▸ **Written problem A**
According to the page on air pressure inside a balloon, what forms when oxygen in the cylinder reacts with the steel wool?

▸ **Document segment**

——

The view on the left is
incorrect.
The air molecules actually do not fill the balloon and
take up all the available space.
|
This is the correct
representation.
The air molecules are moving
around at 100s of MPH but actually take up little or no
space in the balloon.
|
The air molecules are continually colliding
with the walls of the balloon and pushing outward (this force
divided by area is the pressure). Wikipedia
has a
nice animation. An individual molecule doesn't
exert a very strong force, but there are so many molecules
that the combined effect is significant.
What do you need to know about the air inside the balloon to
be able to determine the pressure it produces?
We want to identify the properties or characteristics of
the air inside the balloon that determine the pressure and
then put them together into an equation called the ideal gas
law.
Step #1 - The ideal gas law
In A
the pressure produced by the air molecules inside a
balloon will first depend on how many air molecules are there,
N. If there weren't any air molecules at all there
wouldn't be any pressure.
Here's an example. You're adding
air to a tire. As you add more and more air to something
like a bicycle tire, the pressure increases. Pressure is
directly proportional to N; an increase in N causes an
increase in P. If N doubles, P also doubles (as long as
the other variables in the equation don't change).
In B
air pressure inside a balloon also
depends on the size of the balloon. If you try
to compress and balloon and reduce its volume the air
pressure increases and "fights back." A decrease
in volume causes an increase in pressure, that's an
inverse proportionality.
Note
it is possible to keep pressure
constant by changing N and V together in just the
right kind of way. This is what happens in
Experiment #1 that some students are working on.
Here's a little more detailed look at that experiment.
|
|
An
air sample is trapped together with some steel wool
inside a graduated cylinder. The cylinder is
turned upside down and the open end is stuck into a
glass of water sealing off the air sample from the
rest of the atmosphere. This is shown at left
above. The pressure of air outside the cylinder
tries to push water into the cylinder, the pressure of
the air inside keeps the water out.
Oxygen in the cylinder reacts with
steel wool to form rust. Oxygen is removed from
the air sample which causes N (the total number of air
molecules) to decrease. Removal of oxygen would
ordinarily cause a drop in Pin
and
upsets the balance between Pin
and Pout
. But, as
oxygen is removed, water rises up into the cylinder
decreasing the air sample volume. The decrease
in V causes Pin
to increase. What actually happens is that N and
V both decrease together in the same relative amounts
and the air sample pressure remains constant.
If you were to remove 20% of the air molecules, V would
decrease to 20% of its original value and pressure would stay
constant. It is the change in V that you can measure and
use to determine the oxygen percentage concentration in air.
Part
C: Increasing the temperature of the gas in a
balloon will cause the gas molecules to move more
quickly (kind of like "Mexican
jumping beans"). They'll collide with the
walls of the balloon more frequently and rebound with
greater force. Both will increase the pressure.

——

▸ **Rows**

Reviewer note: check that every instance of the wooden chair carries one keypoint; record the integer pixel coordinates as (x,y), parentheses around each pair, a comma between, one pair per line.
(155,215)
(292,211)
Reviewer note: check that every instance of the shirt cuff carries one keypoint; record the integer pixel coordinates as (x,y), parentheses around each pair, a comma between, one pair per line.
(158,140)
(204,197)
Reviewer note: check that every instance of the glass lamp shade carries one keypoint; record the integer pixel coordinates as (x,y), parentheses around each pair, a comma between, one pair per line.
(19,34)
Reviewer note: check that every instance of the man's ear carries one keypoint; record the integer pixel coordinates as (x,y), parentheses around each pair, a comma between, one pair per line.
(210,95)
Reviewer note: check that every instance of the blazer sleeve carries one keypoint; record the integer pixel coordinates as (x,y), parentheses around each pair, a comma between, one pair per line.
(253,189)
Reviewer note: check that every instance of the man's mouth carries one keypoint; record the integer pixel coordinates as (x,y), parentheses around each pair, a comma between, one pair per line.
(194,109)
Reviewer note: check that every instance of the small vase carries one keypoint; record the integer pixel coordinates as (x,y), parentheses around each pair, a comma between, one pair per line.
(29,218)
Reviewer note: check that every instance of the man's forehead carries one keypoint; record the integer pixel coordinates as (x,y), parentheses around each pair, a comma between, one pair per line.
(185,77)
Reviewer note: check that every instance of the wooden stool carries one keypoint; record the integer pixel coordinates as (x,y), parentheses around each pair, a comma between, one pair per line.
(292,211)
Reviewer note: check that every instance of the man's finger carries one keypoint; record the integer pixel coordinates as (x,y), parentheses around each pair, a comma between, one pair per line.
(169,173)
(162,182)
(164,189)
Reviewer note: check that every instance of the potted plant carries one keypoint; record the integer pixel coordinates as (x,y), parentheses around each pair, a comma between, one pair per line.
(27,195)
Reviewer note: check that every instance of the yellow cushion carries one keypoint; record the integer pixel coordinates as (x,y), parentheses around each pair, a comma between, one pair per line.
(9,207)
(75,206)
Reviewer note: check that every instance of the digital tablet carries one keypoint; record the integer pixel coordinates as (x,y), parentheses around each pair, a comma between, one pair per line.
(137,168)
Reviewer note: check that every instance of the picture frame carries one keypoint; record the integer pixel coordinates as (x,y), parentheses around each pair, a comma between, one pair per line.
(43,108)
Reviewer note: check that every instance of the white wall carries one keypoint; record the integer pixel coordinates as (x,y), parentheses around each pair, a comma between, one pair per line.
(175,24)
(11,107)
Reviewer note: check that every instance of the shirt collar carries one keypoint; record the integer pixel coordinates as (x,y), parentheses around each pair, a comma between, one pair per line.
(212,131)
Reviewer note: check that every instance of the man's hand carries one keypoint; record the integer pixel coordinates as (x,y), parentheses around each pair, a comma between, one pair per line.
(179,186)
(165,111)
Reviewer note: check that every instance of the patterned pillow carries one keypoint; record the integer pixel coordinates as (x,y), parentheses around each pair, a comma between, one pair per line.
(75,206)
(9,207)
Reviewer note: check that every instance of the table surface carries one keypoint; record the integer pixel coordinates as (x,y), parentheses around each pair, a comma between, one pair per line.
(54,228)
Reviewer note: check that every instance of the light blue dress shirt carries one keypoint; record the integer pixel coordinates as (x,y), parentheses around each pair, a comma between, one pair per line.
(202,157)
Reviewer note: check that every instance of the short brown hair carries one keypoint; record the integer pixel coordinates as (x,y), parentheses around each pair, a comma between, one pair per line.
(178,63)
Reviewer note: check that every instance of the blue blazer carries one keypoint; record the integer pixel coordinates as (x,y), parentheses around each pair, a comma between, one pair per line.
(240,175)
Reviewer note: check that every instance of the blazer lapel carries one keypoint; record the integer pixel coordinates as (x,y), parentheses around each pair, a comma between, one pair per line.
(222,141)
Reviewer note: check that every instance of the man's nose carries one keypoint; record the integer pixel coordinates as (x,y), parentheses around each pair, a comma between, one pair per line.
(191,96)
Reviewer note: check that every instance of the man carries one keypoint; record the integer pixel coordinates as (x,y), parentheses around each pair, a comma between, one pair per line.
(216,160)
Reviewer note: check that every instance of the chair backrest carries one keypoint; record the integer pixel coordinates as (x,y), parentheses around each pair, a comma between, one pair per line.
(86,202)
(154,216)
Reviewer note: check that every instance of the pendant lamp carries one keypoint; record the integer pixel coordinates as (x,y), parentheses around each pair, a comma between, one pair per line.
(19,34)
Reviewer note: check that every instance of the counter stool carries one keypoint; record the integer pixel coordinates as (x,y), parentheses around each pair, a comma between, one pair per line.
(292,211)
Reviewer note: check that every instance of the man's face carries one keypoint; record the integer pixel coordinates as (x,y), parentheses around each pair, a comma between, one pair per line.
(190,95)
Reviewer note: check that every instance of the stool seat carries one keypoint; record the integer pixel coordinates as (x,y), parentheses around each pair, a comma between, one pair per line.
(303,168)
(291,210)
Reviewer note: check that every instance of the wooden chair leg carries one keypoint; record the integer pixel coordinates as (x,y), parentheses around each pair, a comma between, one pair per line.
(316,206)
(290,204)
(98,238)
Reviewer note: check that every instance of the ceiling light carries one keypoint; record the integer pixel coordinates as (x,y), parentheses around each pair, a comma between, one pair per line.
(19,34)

——

▸ **Written problem B**
Identify each line of the records that contains the word "finger".

▸ **Result A**
Rust.

▸ **Result B**
Reviewer note: check that every instance of the man's finger carries one keypoint; record the integer pixel coordinates as (x,y), parentheses around each pair, a comma between, one pair per line.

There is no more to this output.